Document segment START

WASHINGTON: US President Donald Trump observed a moment of silence Monday at a White House ceremony marking the 16th anniversary of the September 11, 2001 attacks that killed nearly 3,000 people, reports AFP.
The observance, along with another at Ground Zero in New York, was held at 8:46 am (1246 GMT), the moment the World Trade Center in Manhattan was struck by the first of two hijacked airliners. The president, and his wife, Melania, placed their hands on their hearts and bowed their heads as a bell tolled and a Marine played the mournful Taps on a trumpet.
In all, four planes were hijacked by Al-Qaeda militants who used them to topple the trade center's twin towers and hit the Pentagon. The fourth plane crashed in a field in Pennsylvania. The attacks, the deadliest ever on US soil, killed 2,997 people, and plunged the United States into a chain of rolling wars against Islamic militants.
Memorial ceremonies were also being held in New York and at the Pentagon and Vice President Mike Pence was to deliver remarks in Shanksville, Pennsylvania, where the fourth plane crashed. Pence was also scheduled to tour the Flight 93 National Memorial Visitors Center and take part in a wreath-laying ceremony. Yet last year's 15th-anniversary ceremony became entangled in the narrative of a fractious presidential campaign when Democratic nominee Hillary Clinton left abruptly, stumbled into a van and ultimately revealed she'd been diagnosed days earlier with pneumonia.
The episode fed into questions that then-Republican-nominee Trump had repeatedly raised about Clinton's stamina and transparency. She took three days off to recover, and Trump used footage of her stagger in a campaign ad.
Trump has often invoked his memories of 9/11 to highlight his hometown's resilience and responders' bravery. Some of his recollections have raised eyebrows, particularly remarks while talking about Muslims that "thousands of people were cheering" in Jersey City, New Jersey, as the towers fell.

Document segment END
Supplied material START

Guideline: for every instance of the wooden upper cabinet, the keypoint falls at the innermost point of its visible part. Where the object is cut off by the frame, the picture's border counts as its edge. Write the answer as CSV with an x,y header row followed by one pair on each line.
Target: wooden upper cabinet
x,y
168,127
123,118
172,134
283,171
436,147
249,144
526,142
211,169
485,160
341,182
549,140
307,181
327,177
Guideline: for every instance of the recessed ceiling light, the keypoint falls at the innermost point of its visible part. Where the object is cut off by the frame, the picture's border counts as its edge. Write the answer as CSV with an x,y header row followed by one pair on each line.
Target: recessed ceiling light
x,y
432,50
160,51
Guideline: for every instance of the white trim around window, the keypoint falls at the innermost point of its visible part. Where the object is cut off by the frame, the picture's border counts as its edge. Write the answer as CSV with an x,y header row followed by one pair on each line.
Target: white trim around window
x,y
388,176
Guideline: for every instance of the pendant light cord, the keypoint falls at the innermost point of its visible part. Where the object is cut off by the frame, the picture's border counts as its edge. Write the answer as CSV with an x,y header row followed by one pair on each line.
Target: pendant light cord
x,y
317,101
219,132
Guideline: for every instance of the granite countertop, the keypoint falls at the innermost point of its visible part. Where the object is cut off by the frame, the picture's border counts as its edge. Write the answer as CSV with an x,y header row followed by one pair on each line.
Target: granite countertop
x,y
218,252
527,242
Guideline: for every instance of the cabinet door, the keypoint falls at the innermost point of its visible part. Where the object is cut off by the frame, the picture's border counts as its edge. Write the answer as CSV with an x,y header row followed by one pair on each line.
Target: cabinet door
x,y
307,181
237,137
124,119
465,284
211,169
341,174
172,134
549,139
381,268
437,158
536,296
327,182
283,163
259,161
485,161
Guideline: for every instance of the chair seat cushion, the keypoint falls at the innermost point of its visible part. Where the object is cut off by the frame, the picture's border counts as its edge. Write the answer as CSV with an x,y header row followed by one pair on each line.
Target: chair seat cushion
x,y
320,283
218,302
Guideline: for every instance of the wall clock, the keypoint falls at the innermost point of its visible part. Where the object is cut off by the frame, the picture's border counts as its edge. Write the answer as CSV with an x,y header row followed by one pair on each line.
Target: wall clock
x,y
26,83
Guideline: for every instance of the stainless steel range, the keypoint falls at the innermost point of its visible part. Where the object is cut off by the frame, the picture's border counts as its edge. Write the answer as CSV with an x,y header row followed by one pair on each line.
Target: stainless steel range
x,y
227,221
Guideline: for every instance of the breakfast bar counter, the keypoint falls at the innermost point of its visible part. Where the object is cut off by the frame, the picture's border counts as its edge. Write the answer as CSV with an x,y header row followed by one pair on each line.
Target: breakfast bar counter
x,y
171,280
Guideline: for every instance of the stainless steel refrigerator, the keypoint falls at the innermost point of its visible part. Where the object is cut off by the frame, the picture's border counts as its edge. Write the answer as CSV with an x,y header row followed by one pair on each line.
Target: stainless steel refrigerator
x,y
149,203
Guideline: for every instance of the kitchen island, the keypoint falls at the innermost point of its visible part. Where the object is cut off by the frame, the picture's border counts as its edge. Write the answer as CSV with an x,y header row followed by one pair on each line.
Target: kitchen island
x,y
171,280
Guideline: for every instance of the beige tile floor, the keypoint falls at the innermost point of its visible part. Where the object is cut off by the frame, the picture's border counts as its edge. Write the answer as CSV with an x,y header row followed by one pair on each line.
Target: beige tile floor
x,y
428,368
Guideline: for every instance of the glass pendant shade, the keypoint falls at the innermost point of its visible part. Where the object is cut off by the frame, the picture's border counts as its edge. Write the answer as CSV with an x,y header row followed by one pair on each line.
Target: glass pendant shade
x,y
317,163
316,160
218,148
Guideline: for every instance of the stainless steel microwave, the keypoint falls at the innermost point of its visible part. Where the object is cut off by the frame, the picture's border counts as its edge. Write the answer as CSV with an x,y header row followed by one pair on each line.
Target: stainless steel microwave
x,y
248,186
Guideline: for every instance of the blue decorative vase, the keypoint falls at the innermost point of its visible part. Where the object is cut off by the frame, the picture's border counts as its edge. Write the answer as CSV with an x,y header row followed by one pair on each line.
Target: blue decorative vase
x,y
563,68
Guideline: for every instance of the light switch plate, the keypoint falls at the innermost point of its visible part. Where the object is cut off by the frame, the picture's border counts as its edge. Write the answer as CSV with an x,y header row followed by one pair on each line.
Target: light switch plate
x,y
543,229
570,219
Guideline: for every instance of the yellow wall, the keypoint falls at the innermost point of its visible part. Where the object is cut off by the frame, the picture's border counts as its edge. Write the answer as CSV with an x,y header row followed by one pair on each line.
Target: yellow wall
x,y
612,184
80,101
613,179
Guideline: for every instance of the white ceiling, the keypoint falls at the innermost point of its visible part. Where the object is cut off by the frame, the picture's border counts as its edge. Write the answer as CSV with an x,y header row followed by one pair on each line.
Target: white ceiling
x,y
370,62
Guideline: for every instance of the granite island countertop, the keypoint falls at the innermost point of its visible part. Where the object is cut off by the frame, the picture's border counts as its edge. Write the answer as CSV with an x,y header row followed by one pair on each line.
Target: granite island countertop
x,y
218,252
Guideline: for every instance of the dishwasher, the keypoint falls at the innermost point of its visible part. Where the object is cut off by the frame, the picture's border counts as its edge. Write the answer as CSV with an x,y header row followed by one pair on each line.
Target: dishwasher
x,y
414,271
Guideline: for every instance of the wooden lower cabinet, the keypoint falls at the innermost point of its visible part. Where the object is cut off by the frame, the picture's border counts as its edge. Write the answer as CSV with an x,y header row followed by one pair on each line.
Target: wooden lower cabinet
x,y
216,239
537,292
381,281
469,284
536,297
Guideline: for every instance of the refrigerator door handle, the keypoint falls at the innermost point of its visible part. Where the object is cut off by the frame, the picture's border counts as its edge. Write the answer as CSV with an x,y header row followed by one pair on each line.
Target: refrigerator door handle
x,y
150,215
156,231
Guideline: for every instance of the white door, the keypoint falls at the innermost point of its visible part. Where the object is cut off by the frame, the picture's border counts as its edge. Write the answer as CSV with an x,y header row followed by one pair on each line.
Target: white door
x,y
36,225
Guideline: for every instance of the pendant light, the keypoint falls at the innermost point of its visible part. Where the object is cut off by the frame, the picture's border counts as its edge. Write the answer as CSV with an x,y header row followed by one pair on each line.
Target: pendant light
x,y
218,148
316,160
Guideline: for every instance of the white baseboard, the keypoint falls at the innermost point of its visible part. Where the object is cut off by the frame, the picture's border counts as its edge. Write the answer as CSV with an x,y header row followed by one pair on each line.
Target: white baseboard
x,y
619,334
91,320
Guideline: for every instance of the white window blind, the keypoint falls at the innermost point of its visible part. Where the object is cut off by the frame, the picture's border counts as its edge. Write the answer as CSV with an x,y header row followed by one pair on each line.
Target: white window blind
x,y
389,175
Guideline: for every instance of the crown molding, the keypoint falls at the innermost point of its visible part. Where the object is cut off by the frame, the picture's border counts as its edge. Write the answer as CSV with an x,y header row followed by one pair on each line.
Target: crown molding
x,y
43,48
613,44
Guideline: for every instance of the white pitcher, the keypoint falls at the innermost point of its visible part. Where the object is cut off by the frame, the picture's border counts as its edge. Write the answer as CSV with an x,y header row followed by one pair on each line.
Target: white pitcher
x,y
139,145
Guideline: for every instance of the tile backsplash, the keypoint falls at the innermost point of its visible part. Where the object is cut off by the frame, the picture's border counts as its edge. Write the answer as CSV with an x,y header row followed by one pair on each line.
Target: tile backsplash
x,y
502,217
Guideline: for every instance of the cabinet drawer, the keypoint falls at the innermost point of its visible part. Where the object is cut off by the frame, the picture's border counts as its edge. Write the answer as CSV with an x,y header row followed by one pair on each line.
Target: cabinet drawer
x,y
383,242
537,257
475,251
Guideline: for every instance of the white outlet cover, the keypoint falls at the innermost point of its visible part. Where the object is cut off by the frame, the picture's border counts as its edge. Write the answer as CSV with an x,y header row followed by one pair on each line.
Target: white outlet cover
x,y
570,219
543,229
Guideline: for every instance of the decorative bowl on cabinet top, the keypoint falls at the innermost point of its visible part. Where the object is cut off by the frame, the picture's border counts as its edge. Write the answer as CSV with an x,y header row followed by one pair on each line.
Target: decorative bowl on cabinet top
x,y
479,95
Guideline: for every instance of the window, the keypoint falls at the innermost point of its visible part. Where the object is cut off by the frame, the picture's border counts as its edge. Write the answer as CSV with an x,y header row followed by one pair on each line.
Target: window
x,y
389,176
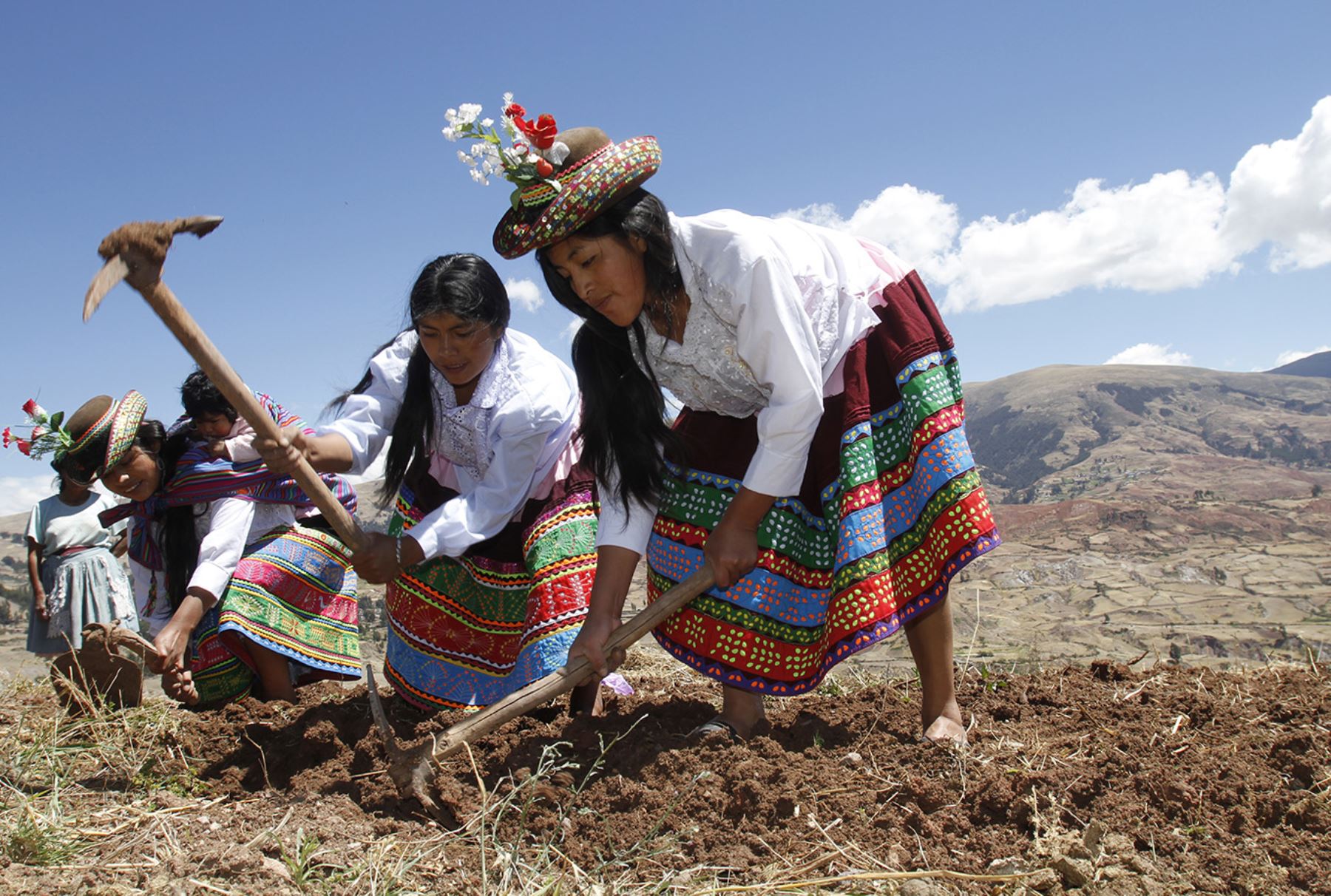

Supplied material END

* Work required *
Please output the passage of the 9/11 anniversary article from "The episode fed" up to and including "the towers fell.", copied exactly.

* Your response *
The episode fed into questions that then-Republican-nominee Trump had repeatedly raised about Clinton's stamina and transparency. She took three days off to recover, and Trump used footage of her stagger in a campaign ad.
Trump has often invoked his memories of 9/11 to highlight his hometown's resilience and responders' bravery. Some of his recollections have raised eyebrows, particularly remarks while talking about Muslims that "thousands of people were cheering" in Jersey City, New Jersey, as the towers fell.